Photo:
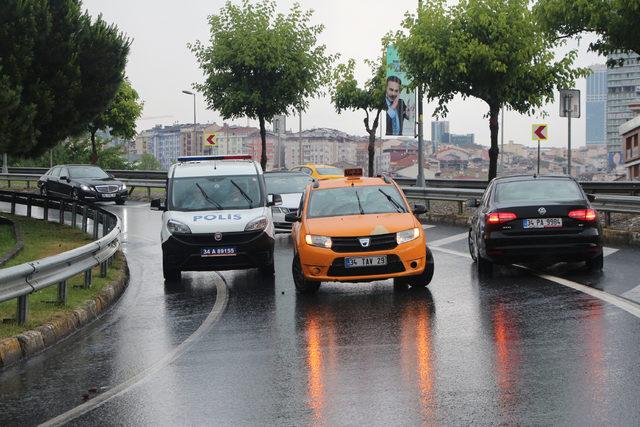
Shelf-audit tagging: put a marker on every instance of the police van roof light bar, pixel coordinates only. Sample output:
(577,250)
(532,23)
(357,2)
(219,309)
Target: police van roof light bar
(204,158)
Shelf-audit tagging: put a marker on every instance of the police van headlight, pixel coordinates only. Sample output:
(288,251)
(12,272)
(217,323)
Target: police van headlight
(257,224)
(407,235)
(320,241)
(176,227)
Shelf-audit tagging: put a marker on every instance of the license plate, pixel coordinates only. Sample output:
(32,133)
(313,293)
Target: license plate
(210,252)
(365,261)
(542,223)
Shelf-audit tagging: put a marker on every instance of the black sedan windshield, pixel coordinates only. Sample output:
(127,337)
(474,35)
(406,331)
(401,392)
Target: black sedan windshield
(87,172)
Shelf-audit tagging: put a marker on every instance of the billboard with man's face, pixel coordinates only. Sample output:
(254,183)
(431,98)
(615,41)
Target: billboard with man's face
(400,104)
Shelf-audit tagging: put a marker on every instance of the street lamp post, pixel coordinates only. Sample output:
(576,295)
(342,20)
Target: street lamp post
(420,177)
(187,92)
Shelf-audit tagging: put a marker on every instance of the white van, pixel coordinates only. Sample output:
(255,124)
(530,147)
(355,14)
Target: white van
(217,216)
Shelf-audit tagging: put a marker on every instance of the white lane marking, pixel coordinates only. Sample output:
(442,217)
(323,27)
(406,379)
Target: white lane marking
(628,306)
(222,297)
(450,239)
(633,294)
(609,251)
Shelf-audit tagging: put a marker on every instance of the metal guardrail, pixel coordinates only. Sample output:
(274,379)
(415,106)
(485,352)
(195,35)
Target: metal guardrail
(22,280)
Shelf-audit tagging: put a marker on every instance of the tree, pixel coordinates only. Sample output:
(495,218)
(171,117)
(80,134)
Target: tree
(119,118)
(615,21)
(58,70)
(346,95)
(148,162)
(493,50)
(261,64)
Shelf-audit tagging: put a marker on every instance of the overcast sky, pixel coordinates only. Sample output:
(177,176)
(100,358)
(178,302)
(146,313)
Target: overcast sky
(160,65)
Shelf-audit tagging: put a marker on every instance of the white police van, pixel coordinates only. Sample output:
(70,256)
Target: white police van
(217,216)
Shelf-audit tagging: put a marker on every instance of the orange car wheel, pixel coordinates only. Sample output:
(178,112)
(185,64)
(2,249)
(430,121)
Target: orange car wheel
(303,285)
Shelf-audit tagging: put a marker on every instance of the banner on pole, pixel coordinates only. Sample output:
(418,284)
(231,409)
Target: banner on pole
(400,104)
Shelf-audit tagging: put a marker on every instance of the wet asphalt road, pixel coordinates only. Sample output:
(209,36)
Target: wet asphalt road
(513,349)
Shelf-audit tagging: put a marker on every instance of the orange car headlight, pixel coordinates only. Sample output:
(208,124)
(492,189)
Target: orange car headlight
(407,235)
(320,241)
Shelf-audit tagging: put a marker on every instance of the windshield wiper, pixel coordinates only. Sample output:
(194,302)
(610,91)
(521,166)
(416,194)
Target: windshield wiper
(245,195)
(392,200)
(207,198)
(359,204)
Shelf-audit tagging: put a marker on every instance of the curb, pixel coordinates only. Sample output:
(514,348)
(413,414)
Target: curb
(36,340)
(609,235)
(17,234)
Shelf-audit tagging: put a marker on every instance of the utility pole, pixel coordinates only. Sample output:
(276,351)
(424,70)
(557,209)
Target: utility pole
(420,178)
(502,143)
(195,147)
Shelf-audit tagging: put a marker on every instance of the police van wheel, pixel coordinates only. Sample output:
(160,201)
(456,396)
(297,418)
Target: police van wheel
(267,270)
(303,285)
(170,273)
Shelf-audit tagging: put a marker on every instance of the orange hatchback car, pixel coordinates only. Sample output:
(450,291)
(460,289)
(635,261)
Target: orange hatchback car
(357,229)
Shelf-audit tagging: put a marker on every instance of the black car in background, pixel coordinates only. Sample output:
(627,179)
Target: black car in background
(534,219)
(82,182)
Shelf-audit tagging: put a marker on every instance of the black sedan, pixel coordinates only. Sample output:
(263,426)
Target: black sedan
(534,219)
(82,182)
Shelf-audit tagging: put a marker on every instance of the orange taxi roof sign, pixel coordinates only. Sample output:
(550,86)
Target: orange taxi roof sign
(353,172)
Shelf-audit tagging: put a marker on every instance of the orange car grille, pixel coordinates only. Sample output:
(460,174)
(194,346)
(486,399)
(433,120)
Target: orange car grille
(380,242)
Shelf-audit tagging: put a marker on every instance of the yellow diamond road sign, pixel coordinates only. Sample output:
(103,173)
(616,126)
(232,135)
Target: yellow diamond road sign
(210,140)
(539,132)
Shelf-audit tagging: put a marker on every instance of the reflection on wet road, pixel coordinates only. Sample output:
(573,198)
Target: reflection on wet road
(513,349)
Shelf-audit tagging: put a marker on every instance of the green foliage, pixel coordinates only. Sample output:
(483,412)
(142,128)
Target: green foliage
(147,162)
(58,70)
(119,118)
(261,63)
(78,150)
(615,21)
(493,50)
(346,94)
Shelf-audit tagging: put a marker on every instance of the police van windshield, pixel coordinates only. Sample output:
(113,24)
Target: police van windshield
(361,200)
(206,193)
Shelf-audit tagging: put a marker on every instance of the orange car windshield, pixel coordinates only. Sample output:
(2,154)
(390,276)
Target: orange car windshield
(357,200)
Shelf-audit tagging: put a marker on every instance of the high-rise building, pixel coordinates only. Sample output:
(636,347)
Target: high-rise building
(596,114)
(623,84)
(439,133)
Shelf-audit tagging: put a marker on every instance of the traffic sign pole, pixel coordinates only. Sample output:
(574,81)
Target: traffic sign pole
(538,157)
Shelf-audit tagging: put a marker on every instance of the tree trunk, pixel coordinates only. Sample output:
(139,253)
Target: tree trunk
(372,141)
(263,137)
(494,111)
(94,149)
(372,150)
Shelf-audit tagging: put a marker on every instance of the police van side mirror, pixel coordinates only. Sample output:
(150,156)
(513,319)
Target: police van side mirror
(157,205)
(274,200)
(419,209)
(291,217)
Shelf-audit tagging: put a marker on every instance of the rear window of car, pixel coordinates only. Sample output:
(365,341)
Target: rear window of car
(330,171)
(537,190)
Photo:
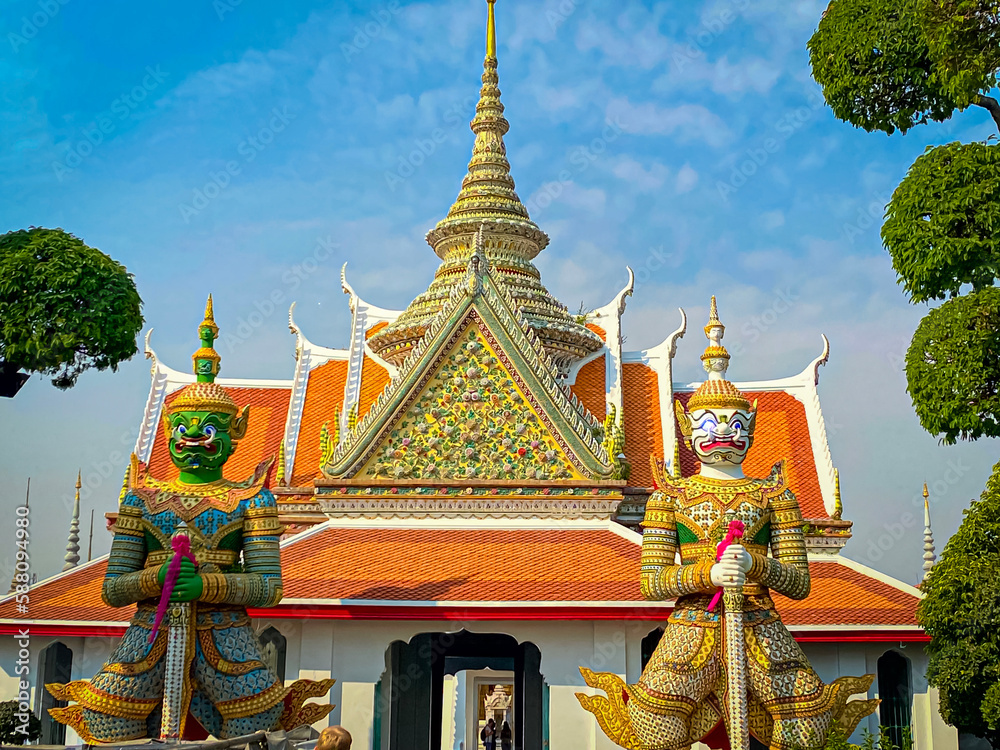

#### INSTRUCTIONS TO FOLLOW
Render all of the rows above as a Markdown table with the columns Number and Line, giving each line its own number and skipping any blank lines. Leave the pictures out of the table.

#### COMPLETED EXERCISE
| Number | Line |
|---|---|
| 1 | Photo: |
| 2 | Shelf-audit tagging: put a marker on every instance of the police van roof light bar, pixel coordinates only. Sample output: |
| 3 | (577,250) |
| 4 | (532,23) |
| 5 | (357,2) |
| 6 | (219,309) |
| 7 | Target: police van roof light bar |
| 8 | (204,158) |
| 9 | Shelf-audit tagging: put a marker on every instance of the police van headlight, pixel coordinates only. Sample output: |
| 10 | (288,251) |
| 11 | (12,272) |
| 12 | (217,323) |
| 13 | Target: police van headlight |
| 14 | (257,224) |
| 15 | (407,235) |
| 16 | (320,241) |
| 17 | (176,227) |
| 18 | Shelf-audit tagging: put a marker on every instance of the license plate, pixel coordinates only. Sample output: |
| 19 | (32,133) |
| 20 | (313,293) |
| 21 | Target: license plate |
| 22 | (210,252) |
| 23 | (365,261) |
| 24 | (542,223) |
| 25 | Shelf-audit tagging: put a marker on every instance of the black sedan windshield, pixel coordinates only. Sample output: |
| 26 | (127,337) |
| 27 | (474,35) |
| 28 | (406,331) |
| 29 | (401,392) |
| 30 | Target: black sedan windshield |
| 31 | (87,172) |
| 32 | Shelf-audit tagging: put a marker on every instance of the billboard with man's face, pixel coordinates only. Sample output: |
| 33 | (254,183) |
| 34 | (431,98) |
| 35 | (615,41) |
| 36 | Target: billboard with man's face |
| 37 | (400,104) |
| 38 | Shelf-audit tagging: put a marker on every instance of the street lamp post, pixel coordinates only. Sample output: |
| 39 | (576,295) |
| 40 | (342,20) |
| 41 | Target: street lamp post |
| 42 | (420,177) |
| 43 | (187,92) |
| 44 | Shelf-audit tagging: put a marker on every instance of the white van, pixel coordinates only. Sample output: |
| 45 | (255,124) |
| 46 | (530,147) |
| 47 | (355,14) |
| 48 | Target: white van |
| 49 | (217,216) |
| 50 | Shelf-audit tagging: put a marker on every instance of the white lane marking, pixel coordinates only. Sample output: |
| 51 | (442,217) |
| 52 | (323,27) |
| 53 | (406,379) |
| 54 | Target: white lane marking |
| 55 | (628,306) |
| 56 | (222,297) |
| 57 | (450,239) |
| 58 | (633,294) |
| 59 | (609,251) |
| 60 | Shelf-audit tagging: put a marker on every instance of the metal guardrail, pixel coordinates only. Sample output: |
| 61 | (274,379) |
| 62 | (415,106) |
| 63 | (485,352) |
| 64 | (195,35) |
| 65 | Target: metal guardrail |
| 66 | (22,280) |
| 67 | Shelf-audit tagging: put a marker on every instance of the tree, pixel coordinates only. Sample output: |
| 68 | (495,218) |
| 69 | (171,117) |
| 70 | (80,134) |
| 71 | Target: tree |
| 72 | (119,118) |
| 73 | (615,21) |
| 74 | (58,70) |
| 75 | (346,95) |
| 76 | (148,162) |
| 77 | (493,50) |
| 78 | (261,64) |
| 79 | Shelf-audit tagging: put a marker on every instance of the overcast sky, pixel coordinates only. Sample output: |
| 80 | (177,176) |
| 81 | (100,358) |
| 82 | (178,302) |
| 83 | (146,313) |
| 84 | Target: overcast sky |
| 85 | (160,65) |
| 86 | Shelf-audit tagging: put a marker on every instance of the white police van, pixel coordinates only. Sample output: |
| 87 | (70,256) |
| 88 | Target: white police van |
| 89 | (217,216) |
| 90 | Shelf-audit tagging: put a marker on every instance of the orange car wheel, pixel coordinates only. Sample output: |
| 91 | (178,112) |
| 92 | (185,64) |
| 93 | (2,249) |
| 94 | (430,121) |
| 95 | Target: orange car wheel |
| 96 | (303,285) |
| 97 | Shelf-audit tagging: put a marker on every instance of the banner on pole, pixel coordinates only. Sample output: |
| 98 | (418,284) |
| 99 | (231,409) |
| 100 | Target: banner on pole |
| 101 | (400,104) |
| 102 | Shelf-audit tagging: put a marker on every instance of the wet asphalt road, pixel coordinates only. Sample output: |
| 103 | (209,36) |
| 104 | Target: wet asphalt road |
| 105 | (513,349) |
| 106 | Shelf-audit tagging: put a marker on every instance of the orange car headlight, pixel coordinates only. Sample output: |
| 107 | (208,124) |
| 108 | (492,189) |
| 109 | Target: orange car headlight |
| 110 | (407,235) |
| 111 | (320,241) |
| 112 | Shelf-audit tagging: put a marker on every instance of the windshield wiper, pixel coordinates only. Sample output: |
| 113 | (194,302) |
| 114 | (610,91) |
| 115 | (521,166) |
| 116 | (416,194) |
| 117 | Target: windshield wiper |
| 118 | (245,195) |
| 119 | (392,200) |
| 120 | (207,198) |
| 121 | (359,204) |
| 122 | Shelf-audit tagging: put a marker on every instance of the curb, pixel coordinates only. Sample output: |
| 123 | (514,348) |
| 124 | (413,414) |
| 125 | Target: curb |
| 126 | (36,340) |
| 127 | (609,235) |
| 128 | (17,234) |
| 129 | Shelf-audit tagging: put a marker on every instance of the utility pole, pixel coordinates only. Sample output: |
| 130 | (276,351) |
| 131 | (424,70) |
| 132 | (557,209) |
| 133 | Target: utility pole |
| 134 | (420,178) |
| 135 | (502,143) |
| 136 | (195,147) |
| 137 | Shelf-audit tagging: put a marker on every instance of the police van wheel, pixel coordinates only. Sample output: |
| 138 | (160,201) |
| 139 | (456,396) |
| 140 | (297,418) |
| 141 | Target: police van wheel |
| 142 | (267,270) |
| 143 | (303,285) |
| 144 | (170,273) |
| 145 | Shelf-audit tagging: put a marker on every instance of the orange hatchback car, pixel coordinates only. Sample output: |
| 146 | (450,291) |
| 147 | (460,289) |
| 148 | (635,261) |
| 149 | Target: orange hatchback car |
| 150 | (357,229) |
| 151 | Shelf-audit tagging: put a marker on every instance of the black car in background, pixel coordinates only. Sample output: |
| 152 | (627,179) |
| 153 | Target: black car in background |
| 154 | (534,219) |
| 155 | (82,182) |
| 156 | Shelf-audit tagging: put a marker on every instance of the black sedan, pixel coordinates only. Sample output: |
| 157 | (263,426) |
| 158 | Target: black sedan |
| 159 | (534,219) |
| 160 | (82,182) |
| 161 | Shelf-audit tagging: put a marker on every instance of the orange taxi roof sign, pixel coordinates only. Sample output: |
| 162 | (550,86) |
| 163 | Target: orange taxi roof sign |
| 164 | (353,172) |
| 165 | Shelf-audit tagging: put a marker on every instance of the orange car grille, pixel coordinates only. Sample output: |
| 166 | (460,174) |
| 167 | (194,346) |
| 168 | (486,399) |
| 169 | (433,120) |
| 170 | Target: orange car grille |
| 171 | (380,242) |
| 172 | Shelf-audit tagging: put a marker on every instance of the yellow diamond road sign, pixel coordinates only. Sample output: |
| 173 | (103,173) |
| 174 | (616,126) |
| 175 | (232,135) |
| 176 | Target: yellow diamond road sign |
| 177 | (210,140) |
| 178 | (539,132) |
| 179 | Shelf-audit tagging: put a marker on every instance of the reflection on wet road, pixel coordinates only. Sample output: |
| 180 | (573,198) |
| 181 | Target: reflection on wet road |
| 182 | (513,349) |
| 183 | Shelf-audit tagging: put a marker on every instance of the green foliage, pixel coordinates only. Sample output: |
| 184 | (483,412) |
| 185 | (142,128) |
| 186 | Target: green foliage |
| 187 | (147,162) |
| 188 | (58,70) |
| 189 | (119,118) |
| 190 | (261,63) |
| 191 | (78,150) |
| 192 | (615,21) |
| 193 | (493,50) |
| 194 | (346,94) |
| 195 | Shelf-audit tagging: put a marker on every instance of the police van windshield, pixel coordinates only. Sample output: |
| 196 | (113,24) |
| 197 | Target: police van windshield |
| 198 | (361,200) |
| 199 | (206,193) |
| 200 | Shelf-audit tagging: put a marker on every instance of the orange car windshield, pixel coordinates only. Sample output: |
| 201 | (2,154) |
| 202 | (390,276) |
| 203 | Target: orange car windshield |
| 204 | (357,200) |
| 205 | Shelf-audit tagging: put a marker on every instance of the high-rise building, pixel coordinates only. Sample output: |
| 206 | (636,347) |
| 207 | Target: high-rise building |
| 208 | (596,114) |
| 209 | (623,84) |
| 210 | (439,133) |
| 211 | Shelf-audit tagging: put a marker on every instance of the traffic sign pole, pixel coordinates only. Sample output: |
| 212 | (574,81) |
| 213 | Target: traffic sign pole |
| 214 | (538,157) |
| 215 | Shelf-audit tagging: put a marker on every instance of the tree trunk, pixel coordinates only. Sample output: |
| 216 | (139,253) |
| 217 | Target: tree trunk |
| 218 | (372,141) |
| 219 | (263,137) |
| 220 | (494,111) |
| 221 | (94,149) |
| 222 | (372,150) |
| 223 | Shelf-audit tagging: put a marker on every instance of the police van side mirror, pixel coordinates only. Sample output: |
| 224 | (150,156) |
| 225 | (513,319) |
| 226 | Target: police van side mirror |
| 227 | (157,205) |
| 228 | (274,200) |
| 229 | (419,209) |
| 230 | (291,217) |
| 231 | Shelf-audit tagging: put a marker on every instance of the rear window of car, pixel coordinates only. Sample output: |
| 232 | (365,341) |
| 233 | Target: rear window of car |
| 234 | (330,171) |
| 235 | (537,190) |
| 236 | Photo: |